Opinie 38: 'Liever meer fatsoen en minder recht'
Deze "Opinie" is een uittreksel van een binnenkort te verschijnen publicatie
van prof. John Griffiths, hoogleraar rechtssociologie aan de
Rijksuniversiteit Groningen
'De vrijheid van meningsuiting is voor een democratische samenleving
fundamenteel. Maar bij wat dat fundamentele recht inhoudt en waar het
ophoudt, daar begint de onenigheid: is Theo van Gogh nu sinds zijn
dood een held van de vrijheid van meningsuiting? Bewees hij datzelfde
recht met zijn gescheld juist een slechte dienst? Of maakte hij
zodanig misbruik van dit recht dat strafvervolging op zijn plaats is?
Politici, juristen (en rechters) en burgerij lijken nauwelijks
vertrouwd te zijn met de elementaire kenmerken van de vrijheid van
meningsuiting. Om uitwassen te bestrijden hebben we minder recht nodig
maar meer fatsoen.'
'De essentie van de vrijheid van meningsuiting is dat de overheid,
inclusief de rechter, de inhoud van uitingen niet mag toetsen. Het kan
kennelijk niet vaak genoeg benadrukt worden dat het daarbij vooral
gaat om "the thought we hate" - immers, uitingen die geen sterke
afkeer oproepen hebben geen bescherming van een fundamenteel recht
nodig. De vrijheid van meningsuiting beschermt gevaarlijke,
schandalige, provocerende of grievende uitingen; zoals `er is geen
holocaust geweest', `zwarten zijn minder intelligent dan blanken' en
`homo's zijn erger dan dieven'. De schade die het vrije woord
ongetwijfeld berokkent, is de prijs die betaald moet worden voor het
grootste rechtsgoed dat een vrije samenleving kent.'
Godsdienst
'Godsdienst neemt in dit alles geen bijzondere positie in. De vrijheid
van godsdienst voegt weinig toe aan het gelijkheidsbeginsel en de
vrijheid van meningsuiting. Een uiting die niet beschermd is door de
vrijheid van meningsuiting - bijvoorbeeld omdat het om "fighting
words" gaat die onmiddellijk zelfverdedigende agressie oproepen -
geniet niet alsnog bescherming alleen omdat men zich op een heilige
tekst beroept; immers, zoiets zou niet kunnen zonder een oordeel te
vellen met betrekking tot de autoriteit en de juiste interpretatie van
die tekst, zaken waar de staat en de rechter zeker buiten moeten
blijven. Dus toen Van Dijke (RPF) zich op de bijbel beriep om zijn
kwetsende opmerkingen over homo's te rechtvaardigen, heeft de rechter
dit verweer ten onrechte geaccepteerd. Maar een beroep op vrijheid van
meningsuiting had wel moeten slagen. Indien de "Osservatore Romano"
********
#### [Wat wordt gevraagd]
Verander in het fragment hierboven "vrijheid van meningsuiting" overal in "uitingsvrijheid" en schrijf het deel dat begint bij "Opinie 38: 'Liever" en doorloopt tot en met "zijn plaats is?" opnieuw uit.

#### [Inhoud dataset]
********
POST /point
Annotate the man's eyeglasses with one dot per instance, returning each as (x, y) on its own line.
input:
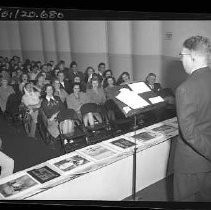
********
#### [Volledig antwoord]
Opinie 38: 'Liever meer fatsoen en minder recht'
Deze "Opinie" is een uittreksel van een binnenkort te verschijnen publicatie
van prof. John Griffiths, hoogleraar rechtssociologie aan de
Rijksuniversiteit Groningen
'De uitingsvrijheid is voor een democratische samenleving
fundamenteel. Maar bij wat dat fundamentele recht inhoudt en waar het
ophoudt, daar begint de onenigheid: is Theo van Gogh nu sinds zijn
dood een held van de uitingsvrijheid? Bewees hij datzelfde
recht met zijn gescheld juist een slechte dienst? Of maakte hij
zodanig misbruik van dit recht dat strafvervolging op zijn plaats is?